-- PROBLEM STATEMENT --
Using the listing below, retype only the lines from the line with "Target: snow-covered house" through the end, both ends included, and exclude the pictures.

Begin DATA EXCERPTS

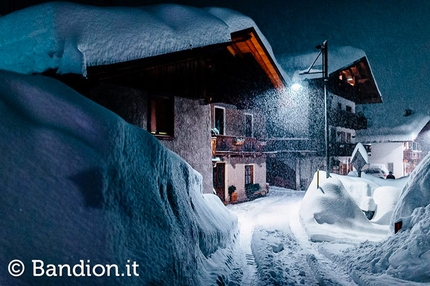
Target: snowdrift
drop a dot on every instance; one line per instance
(79, 183)
(406, 254)
(333, 210)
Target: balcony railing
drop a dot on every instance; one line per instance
(236, 146)
(291, 145)
(341, 149)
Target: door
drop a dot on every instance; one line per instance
(219, 180)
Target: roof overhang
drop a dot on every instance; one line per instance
(355, 82)
(248, 42)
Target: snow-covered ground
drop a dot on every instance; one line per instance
(78, 183)
(275, 248)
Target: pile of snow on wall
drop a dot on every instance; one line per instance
(79, 183)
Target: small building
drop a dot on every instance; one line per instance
(298, 134)
(399, 142)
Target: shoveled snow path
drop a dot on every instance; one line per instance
(274, 249)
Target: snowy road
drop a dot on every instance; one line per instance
(273, 248)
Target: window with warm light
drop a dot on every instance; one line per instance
(161, 116)
(249, 174)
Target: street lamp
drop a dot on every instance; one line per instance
(324, 57)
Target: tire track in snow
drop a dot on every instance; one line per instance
(322, 267)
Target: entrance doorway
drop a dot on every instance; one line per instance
(219, 180)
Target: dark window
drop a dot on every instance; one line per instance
(220, 120)
(161, 116)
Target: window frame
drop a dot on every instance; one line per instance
(166, 115)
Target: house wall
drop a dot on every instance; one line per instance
(193, 137)
(384, 153)
(235, 174)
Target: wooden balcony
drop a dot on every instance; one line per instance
(341, 149)
(413, 155)
(236, 146)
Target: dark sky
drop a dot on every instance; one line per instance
(394, 34)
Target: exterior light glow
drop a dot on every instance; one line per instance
(296, 87)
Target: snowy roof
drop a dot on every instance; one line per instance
(338, 57)
(70, 37)
(350, 74)
(398, 128)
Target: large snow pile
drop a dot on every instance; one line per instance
(78, 183)
(334, 208)
(406, 254)
(70, 37)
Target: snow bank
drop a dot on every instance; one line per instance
(403, 258)
(334, 211)
(78, 183)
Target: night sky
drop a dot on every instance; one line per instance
(394, 34)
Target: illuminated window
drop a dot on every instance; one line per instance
(249, 174)
(249, 125)
(161, 116)
(220, 120)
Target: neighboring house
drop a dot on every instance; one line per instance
(399, 142)
(238, 152)
(167, 69)
(298, 142)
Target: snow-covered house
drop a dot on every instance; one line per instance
(399, 142)
(300, 143)
(159, 67)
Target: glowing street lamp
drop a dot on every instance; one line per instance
(324, 57)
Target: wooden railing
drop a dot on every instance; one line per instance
(236, 146)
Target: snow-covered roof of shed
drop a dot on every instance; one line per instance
(69, 37)
(399, 128)
(338, 57)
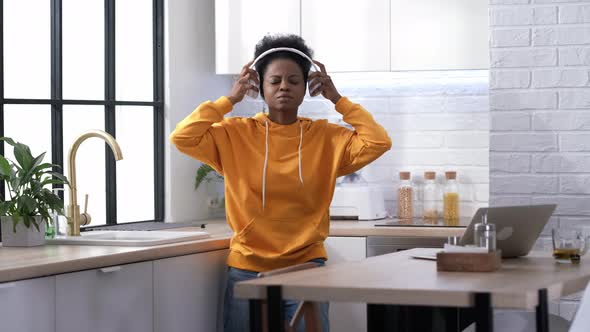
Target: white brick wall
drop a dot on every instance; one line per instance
(540, 109)
(436, 120)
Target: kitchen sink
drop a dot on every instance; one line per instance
(128, 238)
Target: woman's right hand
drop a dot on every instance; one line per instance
(248, 80)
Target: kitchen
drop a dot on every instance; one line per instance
(512, 122)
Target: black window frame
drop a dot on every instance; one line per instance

End DATA EXCERPTS

-- ANSWER IN FULL --
Target: snow-covered house
drop a dot on every instance; one line per instance
(399, 142)
(300, 143)
(159, 67)
Target: glowing street lamp
drop a dot on every instance; one line per instance
(324, 57)
Target: wooden railing
drop a dot on every instance; one line per instance
(236, 146)
Target: snow-covered roof of shed
drop a dot on every instance; one line per instance
(69, 37)
(399, 128)
(338, 57)
Target: white brick wall
drop a dot on every instance; one line per instance
(540, 109)
(436, 120)
Target: kitchen sink
drop a dot on every instance; one line per instance
(128, 238)
Target: woman's right hand
drop a dot on every instance; one line per instance
(248, 80)
Target: kitchen
drop a dot on every instance; one line per instance
(512, 122)
Target: black window frame
drop a dot on every instance; one line per instance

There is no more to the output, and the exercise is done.